Reproduce every one of the records below word for word, changing nothing.

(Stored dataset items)
— BEGIN —

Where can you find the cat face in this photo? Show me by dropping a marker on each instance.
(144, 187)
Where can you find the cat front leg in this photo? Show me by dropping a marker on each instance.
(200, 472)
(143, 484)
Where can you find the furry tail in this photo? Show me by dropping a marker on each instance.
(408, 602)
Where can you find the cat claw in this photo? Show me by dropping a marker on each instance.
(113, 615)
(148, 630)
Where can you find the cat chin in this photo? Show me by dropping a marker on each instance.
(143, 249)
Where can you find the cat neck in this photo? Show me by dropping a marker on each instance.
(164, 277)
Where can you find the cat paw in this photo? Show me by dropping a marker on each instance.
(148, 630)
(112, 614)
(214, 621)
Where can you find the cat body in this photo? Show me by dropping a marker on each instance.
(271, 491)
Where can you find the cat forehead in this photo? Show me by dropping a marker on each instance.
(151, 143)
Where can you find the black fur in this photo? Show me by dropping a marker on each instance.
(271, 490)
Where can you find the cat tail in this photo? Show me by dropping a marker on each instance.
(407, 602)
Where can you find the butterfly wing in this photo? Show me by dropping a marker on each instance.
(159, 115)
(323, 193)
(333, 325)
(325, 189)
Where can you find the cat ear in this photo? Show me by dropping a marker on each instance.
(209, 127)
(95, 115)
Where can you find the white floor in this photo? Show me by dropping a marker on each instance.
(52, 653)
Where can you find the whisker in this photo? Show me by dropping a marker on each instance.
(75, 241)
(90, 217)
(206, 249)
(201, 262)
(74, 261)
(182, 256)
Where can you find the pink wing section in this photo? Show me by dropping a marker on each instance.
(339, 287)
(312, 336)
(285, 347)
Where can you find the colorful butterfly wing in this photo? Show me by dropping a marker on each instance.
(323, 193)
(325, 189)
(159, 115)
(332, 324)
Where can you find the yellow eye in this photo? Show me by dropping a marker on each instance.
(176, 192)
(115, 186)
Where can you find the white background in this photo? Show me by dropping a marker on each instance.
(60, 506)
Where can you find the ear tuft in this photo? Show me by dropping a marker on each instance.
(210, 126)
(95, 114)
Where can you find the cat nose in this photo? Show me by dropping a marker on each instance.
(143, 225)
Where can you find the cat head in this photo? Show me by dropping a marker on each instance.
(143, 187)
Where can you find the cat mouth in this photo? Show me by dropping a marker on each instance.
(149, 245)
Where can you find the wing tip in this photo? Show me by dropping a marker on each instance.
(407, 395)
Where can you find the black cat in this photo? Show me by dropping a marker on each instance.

— END —

EXERCISE RESULT:
Where can you find the cat face in this photo? Show me by dropping a marker on each instance.
(144, 187)
Where can you find the cat front leg in this photo? Show me by dropping a marker on each instance.
(200, 472)
(143, 484)
Where can you find the furry tail in this photo? Show me by dropping a marker on each instance.
(408, 602)
Where can you find the cat claw in this photo? Show me by dropping a marker on each instance.
(113, 615)
(148, 630)
Where can you find the cat chin in this photo? Show me by dropping a marker on each instance.
(143, 249)
Where can you find the cat neck in this photo? Show me by dropping a marker on each instance.
(164, 277)
Where can you find the cat paw in this photo? Show me by dropping a marker on each instance.
(148, 630)
(112, 614)
(214, 621)
Where can you find the cat body in this photo? Show me by dropping a marker on each instance.
(271, 491)
Where can you find the cat forehead in this photo? Show me by dropping a marker on each instance.
(151, 143)
Where can you find the black fur in this photo? Show me by dropping a marker on each instance.
(271, 490)
Where can you find the cat tail in this photo? Show me by dropping a marker on each instance.
(407, 602)
Where can you find the butterfly wing in this photo? Show me by dropping a marker on each instance.
(159, 115)
(323, 193)
(333, 325)
(325, 189)
Where can you find the cat ear in this photo? Show me by dropping a marker on each instance.
(209, 127)
(95, 115)
Where can you find the white floor in this photo? Show me by dropping a marker on each instance.
(52, 653)
Where can you find the whisker in this photo? Show me by dropping a marker on each instance.
(75, 241)
(90, 217)
(206, 249)
(201, 262)
(74, 261)
(182, 256)
Where can you find the pink wing section in this photo? Show me by dropping a marker on each instance.
(339, 287)
(312, 336)
(285, 347)
Where can you find the colorful butterfly wing in this photo? Show me by dropping a marker on each instance.
(323, 193)
(325, 189)
(159, 115)
(332, 324)
Where can you find the yellow eye in this photo? Show me by dropping a marker on each instance.
(176, 192)
(115, 186)
Where can you find the white background in this photo? Show me by dropping a marker on each instance.
(60, 506)
Where can you find the ear tuft in this photo? Show me by dropping a marker on each instance.
(210, 126)
(95, 114)
Where can you find the cat nose in this photo? Show me by dropping a marker on each instance.
(143, 225)
Where can you find the cat head in this photo? Show me by dropping a marker on each instance.
(143, 187)
Where can you find the cat mouth in this photo? Show me by dropping a marker on each instance.
(149, 245)
Where can you find the wing tip in this photo? Show me by dropping a marker on each instance.
(407, 395)
Where can you find the black cat in this photo? Show me by dropping a marker on each instance.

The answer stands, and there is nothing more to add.